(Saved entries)

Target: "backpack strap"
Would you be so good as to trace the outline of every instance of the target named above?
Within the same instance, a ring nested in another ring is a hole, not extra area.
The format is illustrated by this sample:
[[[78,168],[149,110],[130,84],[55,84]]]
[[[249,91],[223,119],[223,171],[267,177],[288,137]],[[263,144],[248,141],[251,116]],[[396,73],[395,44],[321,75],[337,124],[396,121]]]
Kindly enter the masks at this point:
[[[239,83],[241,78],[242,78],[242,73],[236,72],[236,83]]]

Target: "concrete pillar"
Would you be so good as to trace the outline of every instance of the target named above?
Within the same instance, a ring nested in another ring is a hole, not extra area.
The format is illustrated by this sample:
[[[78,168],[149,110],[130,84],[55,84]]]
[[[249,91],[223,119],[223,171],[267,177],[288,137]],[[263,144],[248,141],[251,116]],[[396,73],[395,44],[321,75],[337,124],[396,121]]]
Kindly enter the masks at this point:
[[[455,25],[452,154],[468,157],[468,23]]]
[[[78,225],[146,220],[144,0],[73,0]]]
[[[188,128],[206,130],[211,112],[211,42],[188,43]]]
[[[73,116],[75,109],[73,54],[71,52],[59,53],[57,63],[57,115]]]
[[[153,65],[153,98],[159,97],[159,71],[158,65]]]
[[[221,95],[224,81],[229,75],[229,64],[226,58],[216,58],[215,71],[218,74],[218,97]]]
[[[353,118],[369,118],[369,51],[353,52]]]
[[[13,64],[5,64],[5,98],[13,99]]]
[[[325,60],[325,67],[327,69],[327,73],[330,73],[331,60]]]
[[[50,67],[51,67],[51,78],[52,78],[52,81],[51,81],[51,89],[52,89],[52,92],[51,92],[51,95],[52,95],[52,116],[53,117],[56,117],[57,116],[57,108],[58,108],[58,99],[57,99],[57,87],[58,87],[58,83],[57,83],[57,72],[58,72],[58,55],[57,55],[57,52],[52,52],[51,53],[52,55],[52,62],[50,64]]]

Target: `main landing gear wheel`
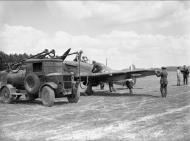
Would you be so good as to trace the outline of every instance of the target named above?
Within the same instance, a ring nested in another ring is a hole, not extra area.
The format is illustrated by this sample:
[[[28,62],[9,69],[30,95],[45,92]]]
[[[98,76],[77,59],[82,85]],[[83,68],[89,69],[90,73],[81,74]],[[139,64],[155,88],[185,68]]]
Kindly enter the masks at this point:
[[[9,88],[7,87],[4,87],[1,90],[1,97],[3,103],[11,103],[13,101],[13,96],[11,95]]]
[[[55,101],[54,90],[48,86],[44,86],[41,92],[41,99],[44,106],[51,107]]]
[[[73,86],[72,94],[67,96],[69,103],[77,103],[79,101],[80,91],[79,86]]]

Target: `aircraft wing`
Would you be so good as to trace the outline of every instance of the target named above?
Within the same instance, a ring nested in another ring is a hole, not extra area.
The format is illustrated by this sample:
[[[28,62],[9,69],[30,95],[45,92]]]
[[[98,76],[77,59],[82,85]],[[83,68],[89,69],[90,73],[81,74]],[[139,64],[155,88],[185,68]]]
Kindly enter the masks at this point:
[[[114,71],[114,72],[102,72],[102,73],[91,73],[82,74],[81,81],[95,81],[95,82],[110,82],[120,81],[130,78],[140,78],[150,75],[155,75],[154,70],[134,70],[134,71]]]

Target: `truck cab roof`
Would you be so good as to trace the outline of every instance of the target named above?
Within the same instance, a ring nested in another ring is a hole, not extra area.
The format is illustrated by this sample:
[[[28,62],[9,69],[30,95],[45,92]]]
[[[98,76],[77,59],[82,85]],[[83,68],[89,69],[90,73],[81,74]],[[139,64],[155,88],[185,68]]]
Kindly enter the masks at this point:
[[[45,59],[27,59],[25,63],[37,63],[37,62],[63,62],[61,59],[45,58]]]

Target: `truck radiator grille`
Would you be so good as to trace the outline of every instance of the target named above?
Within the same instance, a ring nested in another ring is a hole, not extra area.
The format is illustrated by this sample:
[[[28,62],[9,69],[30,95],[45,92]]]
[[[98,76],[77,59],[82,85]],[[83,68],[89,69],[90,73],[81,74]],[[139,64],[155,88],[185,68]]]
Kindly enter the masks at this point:
[[[71,81],[71,76],[63,76],[64,81]]]

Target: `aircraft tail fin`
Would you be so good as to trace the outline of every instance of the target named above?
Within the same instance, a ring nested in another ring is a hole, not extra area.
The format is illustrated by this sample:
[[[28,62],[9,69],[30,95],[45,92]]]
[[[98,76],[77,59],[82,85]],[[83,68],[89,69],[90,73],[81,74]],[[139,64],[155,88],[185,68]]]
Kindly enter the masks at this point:
[[[135,67],[134,64],[131,64],[131,65],[129,66],[129,70],[130,70],[130,71],[134,71],[135,69],[136,69],[136,67]]]
[[[129,66],[129,70],[130,70],[130,71],[134,71],[135,69],[136,69],[136,67],[135,67],[134,64],[131,64],[131,65]],[[134,87],[135,84],[136,84],[136,78],[135,78],[135,77],[132,77],[132,78],[129,80],[129,82],[130,82],[131,87]]]

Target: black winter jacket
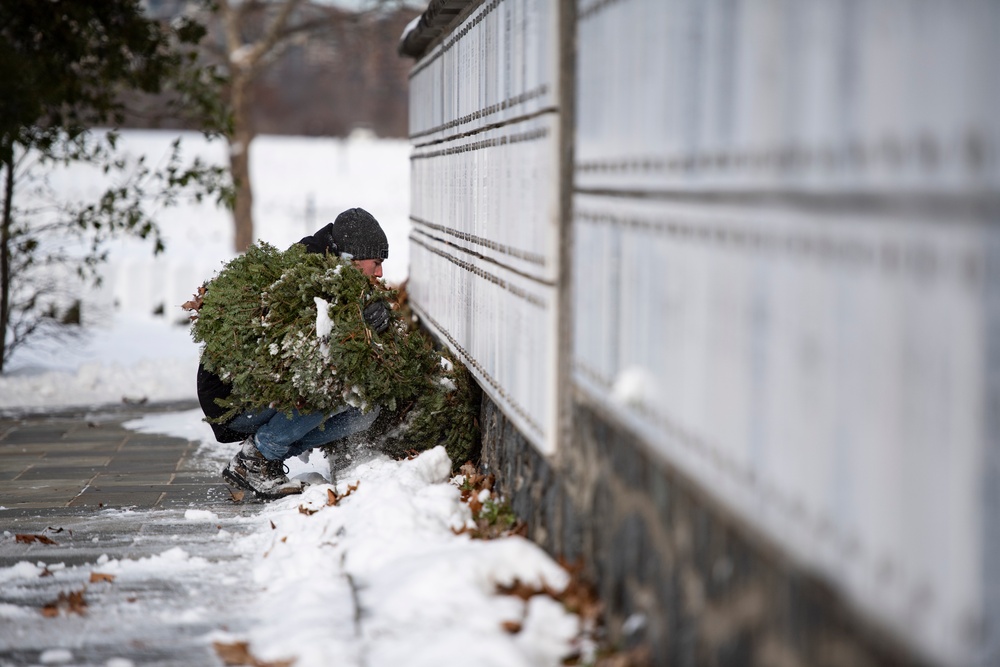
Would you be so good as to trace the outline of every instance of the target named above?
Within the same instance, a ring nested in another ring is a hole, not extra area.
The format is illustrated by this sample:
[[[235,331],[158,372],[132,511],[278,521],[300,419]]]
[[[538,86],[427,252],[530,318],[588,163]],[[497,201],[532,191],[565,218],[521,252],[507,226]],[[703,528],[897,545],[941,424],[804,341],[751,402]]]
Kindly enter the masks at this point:
[[[333,242],[332,222],[315,234],[306,236],[299,243],[304,245],[308,252],[337,254],[337,246]],[[226,408],[220,406],[216,400],[228,398],[232,391],[232,385],[198,364],[198,403],[201,404],[201,411],[208,418],[208,423],[211,424],[212,431],[215,433],[215,439],[219,442],[237,442],[247,437],[246,433],[237,433],[230,429],[228,426],[230,422],[217,423],[214,421],[226,412]]]

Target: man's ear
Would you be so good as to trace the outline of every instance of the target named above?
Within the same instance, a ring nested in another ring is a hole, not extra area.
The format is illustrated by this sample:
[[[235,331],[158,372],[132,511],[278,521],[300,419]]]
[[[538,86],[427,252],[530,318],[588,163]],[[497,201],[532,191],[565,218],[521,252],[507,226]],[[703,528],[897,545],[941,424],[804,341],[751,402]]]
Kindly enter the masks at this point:
[[[329,250],[330,254],[333,255],[334,257],[340,257],[340,248],[338,248],[337,244],[334,243],[332,240],[327,245],[327,250]]]

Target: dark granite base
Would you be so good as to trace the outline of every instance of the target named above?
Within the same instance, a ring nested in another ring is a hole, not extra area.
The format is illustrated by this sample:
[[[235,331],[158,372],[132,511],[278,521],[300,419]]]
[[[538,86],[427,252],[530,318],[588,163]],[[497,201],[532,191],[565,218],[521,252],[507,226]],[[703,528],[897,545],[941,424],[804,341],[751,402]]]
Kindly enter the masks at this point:
[[[483,465],[533,540],[583,562],[614,645],[657,667],[922,664],[584,401],[555,460],[486,397],[481,423]]]

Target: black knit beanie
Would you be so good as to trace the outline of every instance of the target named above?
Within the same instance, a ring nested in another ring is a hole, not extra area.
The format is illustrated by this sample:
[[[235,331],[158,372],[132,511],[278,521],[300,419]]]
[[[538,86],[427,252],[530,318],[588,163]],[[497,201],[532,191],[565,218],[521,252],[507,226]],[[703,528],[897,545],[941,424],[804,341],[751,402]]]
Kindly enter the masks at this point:
[[[337,244],[337,254],[348,253],[354,259],[389,257],[389,239],[378,220],[363,208],[349,208],[338,215],[330,238]]]

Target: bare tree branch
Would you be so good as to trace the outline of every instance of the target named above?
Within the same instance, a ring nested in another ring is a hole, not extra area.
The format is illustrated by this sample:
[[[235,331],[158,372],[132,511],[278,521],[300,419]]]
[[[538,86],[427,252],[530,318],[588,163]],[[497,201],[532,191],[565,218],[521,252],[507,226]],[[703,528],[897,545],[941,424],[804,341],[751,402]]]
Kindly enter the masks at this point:
[[[288,17],[295,10],[296,7],[302,0],[286,0],[285,4],[281,6],[278,10],[278,15],[274,18],[274,21],[268,28],[267,34],[263,39],[257,41],[253,45],[249,55],[247,56],[247,67],[251,70],[256,66],[256,64],[274,48],[275,44],[281,38],[281,33],[285,29],[285,24],[288,22]]]
[[[222,14],[222,26],[226,36],[227,65],[233,66],[233,54],[243,46],[240,38],[240,16],[233,11],[229,0],[219,0],[219,13]]]

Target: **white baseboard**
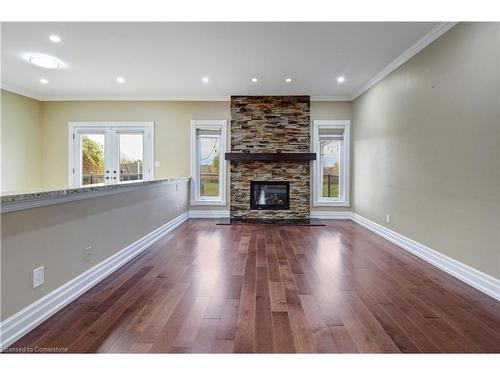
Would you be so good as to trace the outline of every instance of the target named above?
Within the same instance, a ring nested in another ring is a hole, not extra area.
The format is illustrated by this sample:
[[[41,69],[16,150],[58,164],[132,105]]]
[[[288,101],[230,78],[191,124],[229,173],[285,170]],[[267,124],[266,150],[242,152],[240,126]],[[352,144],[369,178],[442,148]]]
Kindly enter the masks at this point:
[[[190,219],[218,219],[229,217],[229,210],[189,210]]]
[[[185,212],[0,323],[6,348],[189,218]]]
[[[324,220],[349,220],[352,218],[352,212],[311,210],[311,218],[312,219],[324,219]]]
[[[351,216],[355,223],[500,301],[500,280],[368,220],[363,216],[355,213],[351,213]]]
[[[219,218],[229,217],[227,210],[190,210],[190,218]],[[369,229],[373,233],[385,238],[393,244],[409,251],[417,257],[431,263],[439,269],[469,284],[483,293],[500,300],[500,280],[467,266],[458,260],[450,258],[428,246],[405,237],[389,228],[377,224],[363,216],[350,211],[319,211],[311,210],[311,218],[321,220],[352,220]]]
[[[41,324],[88,289],[99,283],[106,276],[110,275],[174,228],[185,222],[188,218],[219,218],[228,216],[229,211],[227,210],[190,210],[169,221],[3,322],[0,322],[1,349],[12,344]],[[500,280],[447,257],[436,250],[411,240],[363,216],[345,211],[312,211],[311,217],[318,219],[351,219],[357,224],[433,264],[457,279],[462,280],[496,300],[500,300]]]

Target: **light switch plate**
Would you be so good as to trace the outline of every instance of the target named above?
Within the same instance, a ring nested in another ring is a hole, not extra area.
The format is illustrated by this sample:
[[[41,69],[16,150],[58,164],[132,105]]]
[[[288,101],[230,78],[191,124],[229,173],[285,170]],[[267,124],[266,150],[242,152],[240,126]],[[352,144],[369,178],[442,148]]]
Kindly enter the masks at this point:
[[[155,168],[158,168],[160,166],[160,161],[159,160],[155,160]]]
[[[38,288],[45,283],[45,267],[41,266],[33,270],[33,288]]]

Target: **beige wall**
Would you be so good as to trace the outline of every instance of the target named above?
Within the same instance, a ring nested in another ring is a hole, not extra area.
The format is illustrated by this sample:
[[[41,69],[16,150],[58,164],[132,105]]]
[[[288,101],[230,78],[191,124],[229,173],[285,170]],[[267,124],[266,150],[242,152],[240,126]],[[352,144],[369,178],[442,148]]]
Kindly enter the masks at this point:
[[[353,103],[355,212],[495,277],[499,33],[461,23]]]
[[[42,103],[1,90],[1,191],[41,186]]]
[[[43,103],[43,185],[68,183],[68,122],[154,121],[155,178],[190,176],[191,120],[230,120],[229,102],[66,101]]]
[[[311,122],[314,120],[351,120],[352,102],[311,102]]]
[[[179,212],[176,205],[179,205]],[[186,212],[188,183],[2,214],[1,319]],[[85,248],[92,246],[91,261]],[[32,272],[45,266],[45,284]]]

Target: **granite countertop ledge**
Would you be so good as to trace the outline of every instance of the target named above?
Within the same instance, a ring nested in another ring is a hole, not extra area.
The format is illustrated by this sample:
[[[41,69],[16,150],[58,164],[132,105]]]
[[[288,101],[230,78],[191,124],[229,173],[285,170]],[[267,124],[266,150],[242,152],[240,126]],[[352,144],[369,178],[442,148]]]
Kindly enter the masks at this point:
[[[95,184],[84,187],[66,187],[38,191],[2,193],[2,213],[19,211],[28,208],[47,206],[72,200],[93,198],[98,196],[116,194],[137,190],[152,185],[175,184],[189,181],[189,177],[162,178],[149,181],[126,181],[115,184]]]

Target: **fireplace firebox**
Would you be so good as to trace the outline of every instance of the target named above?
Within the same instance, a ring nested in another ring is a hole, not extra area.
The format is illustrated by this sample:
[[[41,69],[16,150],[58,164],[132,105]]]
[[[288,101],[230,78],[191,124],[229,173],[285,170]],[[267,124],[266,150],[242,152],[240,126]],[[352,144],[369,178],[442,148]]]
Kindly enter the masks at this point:
[[[290,183],[286,181],[250,181],[250,209],[289,210]]]

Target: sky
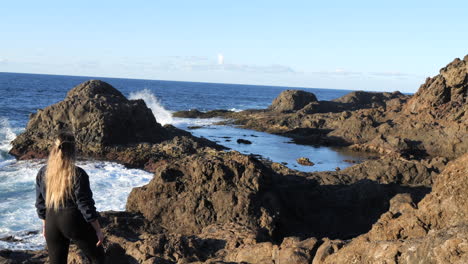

## Problem to solve
Write out each line above with the word "truck".

## Written response
Target: `truck cab roof`
Target: `truck radiator grille`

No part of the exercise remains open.